### Task details
Starting at the line that contains "target: shopping crate of produce" and stopping after the line that contains "242), (1395, 84)]", rewrite only those items as a two-column CSV with the headers label_text and mask. Give one row per item, with its text under label_text and its answer under mask, each in one quoted field with line breaks turned into spaces.

### Records for processing

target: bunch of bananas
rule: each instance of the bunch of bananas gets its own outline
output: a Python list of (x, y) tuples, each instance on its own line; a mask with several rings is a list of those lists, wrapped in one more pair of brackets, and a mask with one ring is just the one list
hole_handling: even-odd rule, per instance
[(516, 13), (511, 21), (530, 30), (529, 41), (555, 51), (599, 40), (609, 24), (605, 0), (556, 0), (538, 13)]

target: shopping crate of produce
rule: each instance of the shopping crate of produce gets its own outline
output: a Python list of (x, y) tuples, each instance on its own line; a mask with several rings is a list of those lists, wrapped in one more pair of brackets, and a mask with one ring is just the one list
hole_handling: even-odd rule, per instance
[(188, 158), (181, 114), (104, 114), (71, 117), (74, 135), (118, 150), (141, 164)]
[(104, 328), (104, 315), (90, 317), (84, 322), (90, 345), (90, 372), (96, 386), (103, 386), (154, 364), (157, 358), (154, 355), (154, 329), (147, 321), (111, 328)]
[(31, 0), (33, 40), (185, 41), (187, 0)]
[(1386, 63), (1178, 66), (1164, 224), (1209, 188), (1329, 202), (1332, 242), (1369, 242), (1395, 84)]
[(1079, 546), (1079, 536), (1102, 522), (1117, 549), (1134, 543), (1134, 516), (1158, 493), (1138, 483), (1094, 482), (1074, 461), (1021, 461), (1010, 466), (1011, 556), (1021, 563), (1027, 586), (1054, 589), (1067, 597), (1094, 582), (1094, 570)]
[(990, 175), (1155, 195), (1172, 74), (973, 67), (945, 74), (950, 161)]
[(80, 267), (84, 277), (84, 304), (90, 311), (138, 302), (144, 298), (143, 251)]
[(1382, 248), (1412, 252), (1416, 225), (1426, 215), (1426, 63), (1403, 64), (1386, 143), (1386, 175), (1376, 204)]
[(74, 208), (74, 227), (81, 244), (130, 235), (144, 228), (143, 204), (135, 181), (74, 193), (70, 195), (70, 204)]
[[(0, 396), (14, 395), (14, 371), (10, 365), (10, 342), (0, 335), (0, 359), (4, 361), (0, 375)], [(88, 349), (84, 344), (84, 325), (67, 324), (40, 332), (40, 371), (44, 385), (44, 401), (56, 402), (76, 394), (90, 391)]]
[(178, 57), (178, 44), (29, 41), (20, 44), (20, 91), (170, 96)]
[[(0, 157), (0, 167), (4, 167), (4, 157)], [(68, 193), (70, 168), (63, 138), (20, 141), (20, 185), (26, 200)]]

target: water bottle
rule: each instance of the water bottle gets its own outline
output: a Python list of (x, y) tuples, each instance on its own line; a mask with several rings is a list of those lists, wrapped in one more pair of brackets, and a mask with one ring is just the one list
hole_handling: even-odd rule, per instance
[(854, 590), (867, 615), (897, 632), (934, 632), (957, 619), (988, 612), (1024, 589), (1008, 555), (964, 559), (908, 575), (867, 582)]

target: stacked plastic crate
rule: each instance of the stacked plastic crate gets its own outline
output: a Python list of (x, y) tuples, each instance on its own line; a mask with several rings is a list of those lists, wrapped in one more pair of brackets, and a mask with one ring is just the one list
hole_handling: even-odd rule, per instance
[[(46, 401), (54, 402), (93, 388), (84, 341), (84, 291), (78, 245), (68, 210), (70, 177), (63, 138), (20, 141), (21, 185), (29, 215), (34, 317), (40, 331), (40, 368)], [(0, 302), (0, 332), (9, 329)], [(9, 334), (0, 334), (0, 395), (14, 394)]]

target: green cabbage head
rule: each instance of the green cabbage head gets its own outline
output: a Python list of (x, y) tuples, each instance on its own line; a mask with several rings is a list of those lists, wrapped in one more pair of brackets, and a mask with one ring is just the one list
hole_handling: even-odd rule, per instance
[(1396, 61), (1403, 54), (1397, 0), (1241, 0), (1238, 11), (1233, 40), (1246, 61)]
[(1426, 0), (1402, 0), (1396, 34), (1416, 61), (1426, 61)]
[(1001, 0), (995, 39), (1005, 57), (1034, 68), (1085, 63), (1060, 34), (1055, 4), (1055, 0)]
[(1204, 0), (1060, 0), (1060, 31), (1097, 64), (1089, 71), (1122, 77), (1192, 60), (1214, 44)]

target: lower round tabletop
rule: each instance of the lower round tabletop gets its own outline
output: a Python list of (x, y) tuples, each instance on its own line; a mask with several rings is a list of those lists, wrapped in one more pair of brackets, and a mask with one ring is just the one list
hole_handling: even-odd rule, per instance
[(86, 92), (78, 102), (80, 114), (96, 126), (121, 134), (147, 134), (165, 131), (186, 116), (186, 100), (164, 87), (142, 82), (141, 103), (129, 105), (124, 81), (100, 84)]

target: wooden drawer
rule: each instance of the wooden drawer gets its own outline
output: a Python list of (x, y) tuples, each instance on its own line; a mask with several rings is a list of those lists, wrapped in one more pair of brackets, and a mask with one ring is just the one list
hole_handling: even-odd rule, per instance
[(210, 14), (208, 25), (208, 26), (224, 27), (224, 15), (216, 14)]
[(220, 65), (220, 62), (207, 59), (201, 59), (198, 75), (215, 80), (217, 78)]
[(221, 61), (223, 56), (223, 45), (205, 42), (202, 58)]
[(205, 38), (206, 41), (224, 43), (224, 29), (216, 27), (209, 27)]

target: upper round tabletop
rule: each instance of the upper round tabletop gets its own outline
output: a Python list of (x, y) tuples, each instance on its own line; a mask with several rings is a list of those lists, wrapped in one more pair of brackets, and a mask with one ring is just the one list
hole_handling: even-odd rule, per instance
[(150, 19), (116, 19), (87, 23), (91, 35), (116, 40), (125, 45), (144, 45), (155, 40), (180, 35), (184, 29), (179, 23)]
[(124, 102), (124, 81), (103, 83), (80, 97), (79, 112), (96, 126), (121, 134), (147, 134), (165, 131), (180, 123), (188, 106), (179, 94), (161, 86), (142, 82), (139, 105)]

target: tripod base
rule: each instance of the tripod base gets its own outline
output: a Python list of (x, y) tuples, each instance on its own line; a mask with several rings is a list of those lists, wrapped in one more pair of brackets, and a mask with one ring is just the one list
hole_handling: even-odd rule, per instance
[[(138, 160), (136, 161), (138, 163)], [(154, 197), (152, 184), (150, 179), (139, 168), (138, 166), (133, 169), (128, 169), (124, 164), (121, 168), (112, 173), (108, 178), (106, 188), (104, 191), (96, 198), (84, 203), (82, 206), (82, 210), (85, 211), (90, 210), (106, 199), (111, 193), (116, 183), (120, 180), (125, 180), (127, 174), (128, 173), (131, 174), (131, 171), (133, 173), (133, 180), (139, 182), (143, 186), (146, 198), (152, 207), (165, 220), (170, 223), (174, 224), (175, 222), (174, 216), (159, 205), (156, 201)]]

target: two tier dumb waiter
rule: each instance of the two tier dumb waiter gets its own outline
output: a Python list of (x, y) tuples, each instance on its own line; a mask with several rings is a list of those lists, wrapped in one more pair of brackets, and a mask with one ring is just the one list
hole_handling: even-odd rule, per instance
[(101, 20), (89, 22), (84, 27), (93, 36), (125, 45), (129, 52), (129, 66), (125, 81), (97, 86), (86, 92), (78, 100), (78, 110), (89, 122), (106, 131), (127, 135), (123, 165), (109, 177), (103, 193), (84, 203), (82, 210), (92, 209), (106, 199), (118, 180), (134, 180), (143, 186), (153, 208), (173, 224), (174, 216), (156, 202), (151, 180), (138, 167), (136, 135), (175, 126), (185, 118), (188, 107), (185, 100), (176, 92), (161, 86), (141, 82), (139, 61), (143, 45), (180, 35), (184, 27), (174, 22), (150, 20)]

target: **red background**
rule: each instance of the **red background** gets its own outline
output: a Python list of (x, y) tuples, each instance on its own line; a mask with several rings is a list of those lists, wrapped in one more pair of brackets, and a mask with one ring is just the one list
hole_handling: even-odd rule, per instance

### Exercise solution
label_text,mask
"target: shopping crate of produce rule: each instance of the shopping crate of produce gets its own outline output: a Python list of (x, y) tuples, each instance on its own line; a mask with several rings is a list of those lists, wrapped in one more pair of brackets, and a mask with one ring is just the one list hole_handling: even-odd rule, per instance","[(188, 158), (181, 114), (104, 114), (71, 117), (74, 135), (118, 150), (141, 164)] [(104, 328), (104, 315), (90, 317), (84, 322), (90, 345), (90, 372), (96, 386), (103, 386), (154, 364), (157, 358), (154, 355), (154, 329), (147, 321), (111, 328)] [(31, 0), (33, 40), (185, 41), (187, 0)] [(1386, 63), (1178, 66), (1164, 224), (1209, 188), (1329, 202), (1332, 242), (1369, 242), (1395, 84)]"